**YOUR TASK:**
Update all the records below by changing "thickest part" to "widest part" everywhere, with nothing else altered. Leave the pictures out of your answer.

[start]

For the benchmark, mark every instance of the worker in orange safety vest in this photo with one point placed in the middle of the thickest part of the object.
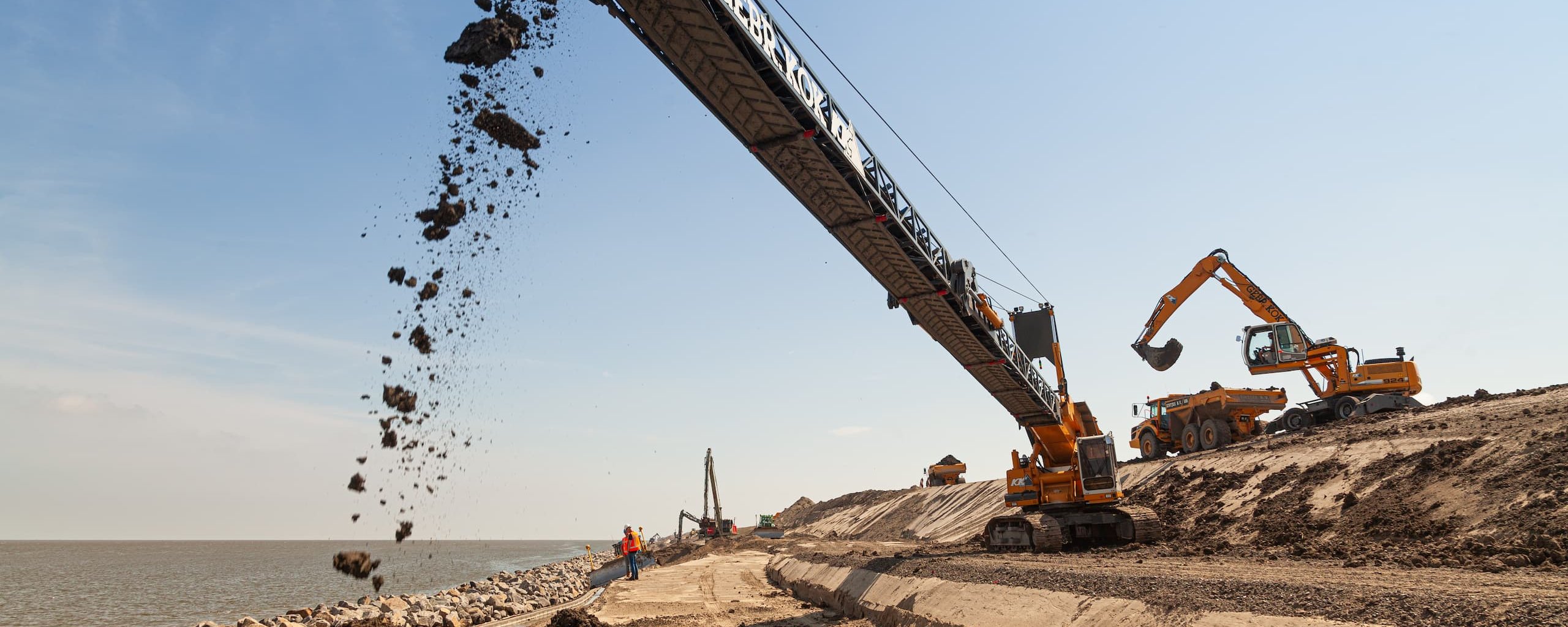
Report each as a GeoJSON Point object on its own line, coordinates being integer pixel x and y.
{"type": "Point", "coordinates": [632, 544]}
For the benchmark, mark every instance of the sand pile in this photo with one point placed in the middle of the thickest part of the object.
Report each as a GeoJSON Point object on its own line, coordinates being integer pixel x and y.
{"type": "Point", "coordinates": [480, 178]}
{"type": "Point", "coordinates": [1474, 482]}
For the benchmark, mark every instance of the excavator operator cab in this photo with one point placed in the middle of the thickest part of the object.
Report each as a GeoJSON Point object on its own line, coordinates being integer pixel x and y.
{"type": "Point", "coordinates": [1269, 345]}
{"type": "Point", "coordinates": [1098, 465]}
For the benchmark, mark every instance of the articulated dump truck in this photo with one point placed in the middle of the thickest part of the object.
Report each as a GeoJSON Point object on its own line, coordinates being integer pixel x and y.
{"type": "Point", "coordinates": [1205, 421]}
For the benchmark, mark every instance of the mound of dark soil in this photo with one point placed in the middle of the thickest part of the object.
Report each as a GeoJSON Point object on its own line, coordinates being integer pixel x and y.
{"type": "Point", "coordinates": [575, 618]}
{"type": "Point", "coordinates": [355, 563]}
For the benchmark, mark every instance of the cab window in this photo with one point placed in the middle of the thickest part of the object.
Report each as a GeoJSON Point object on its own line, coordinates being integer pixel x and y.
{"type": "Point", "coordinates": [1291, 339]}
{"type": "Point", "coordinates": [1261, 347]}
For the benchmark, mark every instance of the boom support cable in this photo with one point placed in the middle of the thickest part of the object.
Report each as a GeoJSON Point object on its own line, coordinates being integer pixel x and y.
{"type": "Point", "coordinates": [911, 152]}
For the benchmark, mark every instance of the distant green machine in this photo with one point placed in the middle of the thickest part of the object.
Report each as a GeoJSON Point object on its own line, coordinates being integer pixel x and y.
{"type": "Point", "coordinates": [767, 529]}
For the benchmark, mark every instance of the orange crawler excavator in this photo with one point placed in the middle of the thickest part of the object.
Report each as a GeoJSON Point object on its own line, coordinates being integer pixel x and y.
{"type": "Point", "coordinates": [1344, 388]}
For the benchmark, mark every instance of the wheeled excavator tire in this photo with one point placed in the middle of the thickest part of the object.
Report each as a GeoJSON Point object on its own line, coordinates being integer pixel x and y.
{"type": "Point", "coordinates": [1295, 419]}
{"type": "Point", "coordinates": [1346, 407]}
{"type": "Point", "coordinates": [1035, 533]}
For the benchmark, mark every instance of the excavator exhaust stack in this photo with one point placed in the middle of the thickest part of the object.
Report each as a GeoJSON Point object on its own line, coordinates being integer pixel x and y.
{"type": "Point", "coordinates": [1159, 358]}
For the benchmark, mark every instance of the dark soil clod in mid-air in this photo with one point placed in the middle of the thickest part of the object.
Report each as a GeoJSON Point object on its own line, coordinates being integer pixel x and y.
{"type": "Point", "coordinates": [485, 43]}
{"type": "Point", "coordinates": [399, 399]}
{"type": "Point", "coordinates": [419, 339]}
{"type": "Point", "coordinates": [505, 130]}
{"type": "Point", "coordinates": [355, 563]}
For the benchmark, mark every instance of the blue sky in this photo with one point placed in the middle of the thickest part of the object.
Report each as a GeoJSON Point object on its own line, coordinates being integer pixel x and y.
{"type": "Point", "coordinates": [194, 315]}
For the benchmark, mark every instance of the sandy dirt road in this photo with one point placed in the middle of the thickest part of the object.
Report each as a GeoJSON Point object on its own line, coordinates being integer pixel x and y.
{"type": "Point", "coordinates": [1189, 587]}
{"type": "Point", "coordinates": [723, 590]}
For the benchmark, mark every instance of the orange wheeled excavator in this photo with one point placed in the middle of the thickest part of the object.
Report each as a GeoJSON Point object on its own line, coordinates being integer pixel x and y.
{"type": "Point", "coordinates": [1343, 381]}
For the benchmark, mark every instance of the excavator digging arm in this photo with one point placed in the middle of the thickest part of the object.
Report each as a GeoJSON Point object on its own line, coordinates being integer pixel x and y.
{"type": "Point", "coordinates": [1253, 297]}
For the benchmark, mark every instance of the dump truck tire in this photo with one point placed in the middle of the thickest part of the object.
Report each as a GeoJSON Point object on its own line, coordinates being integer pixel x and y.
{"type": "Point", "coordinates": [1191, 441]}
{"type": "Point", "coordinates": [1150, 446]}
{"type": "Point", "coordinates": [1214, 435]}
{"type": "Point", "coordinates": [1294, 419]}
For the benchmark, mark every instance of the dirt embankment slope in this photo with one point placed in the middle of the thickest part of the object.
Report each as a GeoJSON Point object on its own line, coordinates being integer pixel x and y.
{"type": "Point", "coordinates": [940, 514]}
{"type": "Point", "coordinates": [1476, 482]}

[end]

**ANSWER IN FULL:**
For the benchmark, mark every instance of the worker in orange safety vest in this photo with one point placed in the middle of the widest part of the object.
Report each as a GeoJSON Point object on its own line, coordinates being integer pixel x and y.
{"type": "Point", "coordinates": [632, 544]}
For the benchmark, mark every instance of the sand pile in this photo with one point placed in the middle of the widest part of the object.
Report each as a GeoJSON Point object on its own line, coordinates being integer pixel x and y.
{"type": "Point", "coordinates": [480, 178]}
{"type": "Point", "coordinates": [1474, 482]}
For the benchmark, mark every instance of the excavator operator cab in this photo with one point placed in the middle of the widest part of the object.
Report each as a GeoJSON Point object on its own line, coordinates being integer pixel x and y.
{"type": "Point", "coordinates": [1269, 345]}
{"type": "Point", "coordinates": [1098, 465]}
For the benchmark, mark every instance of the articulated dump truck in this photo with one point placed in the middle of the widest part of the object.
Report each as a GeoJSON Point object on its own line, coordinates being integer pixel x and y.
{"type": "Point", "coordinates": [1205, 421]}
For the benchmark, mark every instance of the mound of dark soil in this photo with one point placed in the middle of the widest part of the object.
Report each as a GeoJSON Point object on its own line, coordinates being integer pixel x and y.
{"type": "Point", "coordinates": [575, 618]}
{"type": "Point", "coordinates": [355, 563]}
For the benchmark, mark every instance of the cab window in this photo with one point placed in the middle of the widest part of the object.
Report each as a GeoJSON Point object on its own line, coordinates being integer pixel x and y.
{"type": "Point", "coordinates": [1291, 339]}
{"type": "Point", "coordinates": [1261, 347]}
For the benchmark, mark every instance of the boom support cable in this photo with one point placed in the middle of the widest part of the object.
Report each as a GeoJSON Point object on its own line, coordinates being integer pixel x and y.
{"type": "Point", "coordinates": [911, 152]}
For the benchmark, mark every instance of the distant green machine in this photo with one point placed in the middle of the widest part of the object.
Report each as a GeoJSON Point object on its own line, coordinates being integer pixel x and y.
{"type": "Point", "coordinates": [767, 529]}
For the benchmark, mark every instance of the orange crawler excavator in this photo with one point placed in the middle of the widest part of the object.
Report each as a GeoJSON Point object on its own line, coordinates being integer pixel x and y.
{"type": "Point", "coordinates": [1344, 388]}
For the benchmark, mark every instance of the wheeled excavator tire in this photo with one point placed in the middle of the widest part of the object.
Report each as a GeoJSON Point object on its own line, coordinates being integer pixel x and y.
{"type": "Point", "coordinates": [1295, 419]}
{"type": "Point", "coordinates": [1346, 407]}
{"type": "Point", "coordinates": [1035, 533]}
For the benchmark, mark every instance of the excavator exhaust stack in this photo with one point placed in the middle of the widest part of the object.
Report each as a GeoJSON Point object on its own line, coordinates being integer pixel x and y.
{"type": "Point", "coordinates": [1159, 358]}
For the benchmark, mark every instance of the dark soil clod in mid-air in this photo with one point placed in the middle of the widest part of the object.
Report each as a GeoJSON Point object on its own line, coordinates being integer pixel x and y.
{"type": "Point", "coordinates": [485, 43]}
{"type": "Point", "coordinates": [399, 399]}
{"type": "Point", "coordinates": [419, 339]}
{"type": "Point", "coordinates": [505, 130]}
{"type": "Point", "coordinates": [355, 563]}
For the benchmark, mark every instance of the blue sky in this photo with one point placed in the middle of the widest part of the object.
Report each as a GeoJSON Point object on its own line, coordinates being integer pixel x and y.
{"type": "Point", "coordinates": [194, 315]}
For the benchmark, mark every instance of the sandy dirt road in this photo with one point placed in the middle of the widest part of the object.
Report each as a GeoJSON Point object on its own line, coordinates being integer pixel x and y.
{"type": "Point", "coordinates": [1189, 587]}
{"type": "Point", "coordinates": [723, 590]}
For the benchmark, mark every instance of the orange wheeled excavator in this photo with one point placed in the middle of the widest part of the object.
Report each as a GeoJSON Point object on its own line, coordinates being integer pixel x and y.
{"type": "Point", "coordinates": [1343, 381]}
For the benchmark, mark every instance of the excavator digging arm in this photo with one point placed in the middle of the widest part of the object.
Report each as a GeoJSON Point object on its own line, coordinates being integer pixel x and y.
{"type": "Point", "coordinates": [1253, 297]}
For the benchmark, mark every instance of the dump truck tire in this photo with one point placed in the middle of the widest part of the object.
Report each as a GeoJSON Point object on its own line, coordinates being integer pixel x and y.
{"type": "Point", "coordinates": [1191, 441]}
{"type": "Point", "coordinates": [1150, 446]}
{"type": "Point", "coordinates": [1214, 435]}
{"type": "Point", "coordinates": [1294, 419]}
For the benchmark, mark every instance of the dirt embankment slope in this photo with one point placed in the middle of the widest part of the object.
Report each as a GeoJSON Point object on its own line, coordinates being integer pixel x and y.
{"type": "Point", "coordinates": [940, 514]}
{"type": "Point", "coordinates": [1476, 482]}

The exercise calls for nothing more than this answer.